*Goal*: Return the entries below in their exact form, leaving the pictures out.

Location labeling records
########
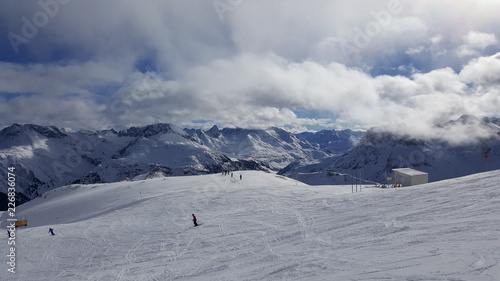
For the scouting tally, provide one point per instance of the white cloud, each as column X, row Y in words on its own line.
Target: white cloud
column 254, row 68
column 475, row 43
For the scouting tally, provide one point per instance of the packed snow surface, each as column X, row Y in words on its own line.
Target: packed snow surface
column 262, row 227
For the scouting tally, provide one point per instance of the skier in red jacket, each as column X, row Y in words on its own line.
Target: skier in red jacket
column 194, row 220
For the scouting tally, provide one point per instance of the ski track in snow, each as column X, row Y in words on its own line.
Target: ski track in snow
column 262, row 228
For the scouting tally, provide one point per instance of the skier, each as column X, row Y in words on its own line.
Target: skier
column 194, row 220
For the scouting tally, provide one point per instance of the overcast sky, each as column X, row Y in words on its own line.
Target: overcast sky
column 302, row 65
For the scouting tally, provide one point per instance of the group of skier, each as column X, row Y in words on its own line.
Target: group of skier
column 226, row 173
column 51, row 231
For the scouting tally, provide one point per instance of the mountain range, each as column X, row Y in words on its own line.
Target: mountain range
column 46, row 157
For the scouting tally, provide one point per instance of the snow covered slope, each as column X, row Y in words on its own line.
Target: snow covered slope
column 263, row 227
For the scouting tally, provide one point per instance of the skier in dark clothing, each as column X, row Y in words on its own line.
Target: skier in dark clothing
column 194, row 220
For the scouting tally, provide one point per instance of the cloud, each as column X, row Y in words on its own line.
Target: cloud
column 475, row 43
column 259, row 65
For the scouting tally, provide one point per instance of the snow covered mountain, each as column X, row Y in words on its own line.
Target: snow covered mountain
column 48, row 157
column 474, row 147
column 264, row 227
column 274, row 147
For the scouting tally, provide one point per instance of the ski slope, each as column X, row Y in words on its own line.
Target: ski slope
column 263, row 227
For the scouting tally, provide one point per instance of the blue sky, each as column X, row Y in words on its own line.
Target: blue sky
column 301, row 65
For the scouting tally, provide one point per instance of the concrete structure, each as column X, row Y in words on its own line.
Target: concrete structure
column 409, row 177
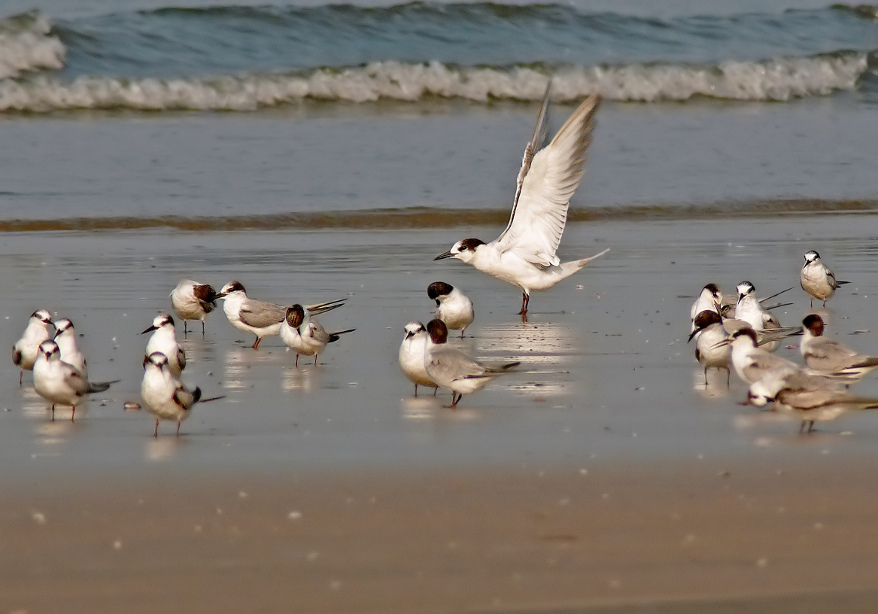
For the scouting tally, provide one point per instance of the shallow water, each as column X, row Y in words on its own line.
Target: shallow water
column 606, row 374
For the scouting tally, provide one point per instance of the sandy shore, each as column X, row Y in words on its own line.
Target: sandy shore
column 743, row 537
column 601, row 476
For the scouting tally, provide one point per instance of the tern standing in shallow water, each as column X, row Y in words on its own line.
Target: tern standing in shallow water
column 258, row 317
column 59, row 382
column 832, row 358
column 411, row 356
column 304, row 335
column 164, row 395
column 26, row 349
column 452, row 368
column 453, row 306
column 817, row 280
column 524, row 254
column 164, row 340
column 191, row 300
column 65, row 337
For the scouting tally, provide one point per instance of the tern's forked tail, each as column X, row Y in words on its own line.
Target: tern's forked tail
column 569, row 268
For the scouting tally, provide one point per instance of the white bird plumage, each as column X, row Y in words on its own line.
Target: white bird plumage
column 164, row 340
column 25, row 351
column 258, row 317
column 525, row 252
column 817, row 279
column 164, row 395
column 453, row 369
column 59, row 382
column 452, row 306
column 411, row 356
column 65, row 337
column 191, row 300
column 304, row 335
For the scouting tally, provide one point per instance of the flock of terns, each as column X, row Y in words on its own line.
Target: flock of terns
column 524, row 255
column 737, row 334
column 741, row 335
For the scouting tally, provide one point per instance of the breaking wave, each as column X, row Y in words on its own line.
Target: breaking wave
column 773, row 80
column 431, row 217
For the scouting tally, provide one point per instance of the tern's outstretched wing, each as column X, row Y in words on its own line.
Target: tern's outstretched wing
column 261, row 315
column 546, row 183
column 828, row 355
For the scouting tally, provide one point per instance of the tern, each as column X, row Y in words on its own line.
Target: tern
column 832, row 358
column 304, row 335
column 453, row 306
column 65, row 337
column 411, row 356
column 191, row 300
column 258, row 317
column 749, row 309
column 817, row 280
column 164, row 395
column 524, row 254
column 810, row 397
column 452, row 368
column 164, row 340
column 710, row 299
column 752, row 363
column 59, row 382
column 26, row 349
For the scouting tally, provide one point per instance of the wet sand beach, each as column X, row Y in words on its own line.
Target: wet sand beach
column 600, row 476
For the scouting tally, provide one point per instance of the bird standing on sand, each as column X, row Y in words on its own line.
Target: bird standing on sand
########
*Exercise response*:
For the scouting tally, provide one point per instance of the white cloud, each as column X, row Y in words on its own line.
Target: white cloud
column 254, row 68
column 475, row 43
For the scouting tally, provide one point per instance of the packed snow surface, each as column X, row Y in words on its own line.
Target: packed snow surface
column 262, row 227
For the scouting tally, provide one point per instance of the skier in red jacket, each as column X, row Y in words on its own line.
Target: skier in red jacket
column 194, row 220
For the scouting tally, provide one point per instance of the ski track in snow, each as column X, row Y in words on its own line.
Target: ski track in snow
column 262, row 228
For the scouting tally, provide one point per instance of the skier, each as column X, row Y in words on its own line.
Target: skier
column 194, row 220
For the scouting tally, provide one point per instance of the overcast sky, each as column X, row Y in words on its own line.
Target: overcast sky
column 302, row 65
For the scouting tally, provide one point per instance of the group of skier, each as column X, row Y in words on its own line.
Target: group of skier
column 226, row 173
column 51, row 231
For the scouting tally, provide one point per instance of the mountain range, each as column X, row Y in words on its own line.
Target: mountain range
column 46, row 157
For the scouting tally, provide one point per instance of the snow covered slope, each as column X, row Y in words on its own line.
Target: snow covered slope
column 263, row 227
For the scouting tally, provide one point per instance of the skier in dark clothing, each as column X, row Y in words on its own line.
Target: skier in dark clothing
column 194, row 220
For the scouting tally, provide one point per instance of the cloud, each as column X, row Y in words on its own line.
Target: cloud
column 475, row 43
column 259, row 65
For the scouting tally, provide one point per instance of the snow covered mountain, each as column X, row Y in words on its own line.
Target: snow covered mountain
column 48, row 157
column 474, row 147
column 264, row 227
column 274, row 147
For the scouting tally, provide one point per instance of the ski slope, each as column X, row Y in words on its own line.
Target: ski slope
column 263, row 227
For the scouting tally, provide one point per instance of the blue sky, each as column X, row Y in words on its own line.
Target: blue sky
column 301, row 65
For the scouting tally, provide one point per instance of the concrete structure, each as column X, row Y in words on its own line.
Target: concrete structure
column 409, row 177
For the scouting tally, provide one point per instance of the shallow water, each as column X, row Y in words on its own line.
Target: shallow water
column 606, row 374
For the scouting tally, provide one point per instance of the sandy shore, each as column X, row Y in words on its own line.
Target: sandy shore
column 743, row 537
column 601, row 476
For the scouting tally, provide one point per instance of the tern standing in shallow water, each as column X, row Y in words on its own line.
Target: tern standing in shallow water
column 258, row 317
column 59, row 382
column 832, row 358
column 411, row 356
column 304, row 335
column 164, row 395
column 26, row 349
column 452, row 368
column 453, row 306
column 817, row 280
column 524, row 254
column 164, row 340
column 191, row 300
column 65, row 337
For the scouting tally, provide one point per instance of the tern's forked tail, each as column X, row Y in words on its own line.
Target: tern's forked tail
column 569, row 268
For the scouting tally, provide one point per instance of the white bird plumage, each as column X, row Y in words on its own line.
Target: white bird plumage
column 164, row 340
column 25, row 351
column 258, row 317
column 525, row 252
column 817, row 279
column 164, row 395
column 453, row 369
column 59, row 382
column 452, row 306
column 411, row 356
column 65, row 337
column 191, row 300
column 304, row 335
For the scouting tally, provide one point per instance of the flock of terns, each as column X, row Y in words on its own line.
Target: flock of terns
column 524, row 255
column 737, row 334
column 741, row 335
For the scouting tally, provide one point per instance of the breaking wave, each as column X, row Y in words on its own line.
Target: breaking wave
column 773, row 80
column 431, row 217
For the scouting tally, provide one point per instance of the tern's outstretched wing, each as column X, row Y in words on its own line.
Target: tern's outstretched wing
column 261, row 315
column 546, row 183
column 828, row 355
For the scouting tally, provide one point per instance of the tern, each as column X, row Y in words on its own line.
Target: tern
column 832, row 358
column 304, row 335
column 453, row 306
column 65, row 337
column 411, row 356
column 191, row 300
column 258, row 317
column 749, row 309
column 817, row 280
column 164, row 395
column 524, row 254
column 810, row 397
column 452, row 368
column 164, row 340
column 710, row 299
column 752, row 363
column 59, row 382
column 26, row 349
For the scouting tally, provide one point per instance of the wet sand beach, each as column X, row Y in words on its own line.
Target: wet sand beach
column 600, row 476
For the scouting tally, provide one point per instance of the bird standing on sand, each as column X, row Y in words on its own line.
Target: bird standing on sand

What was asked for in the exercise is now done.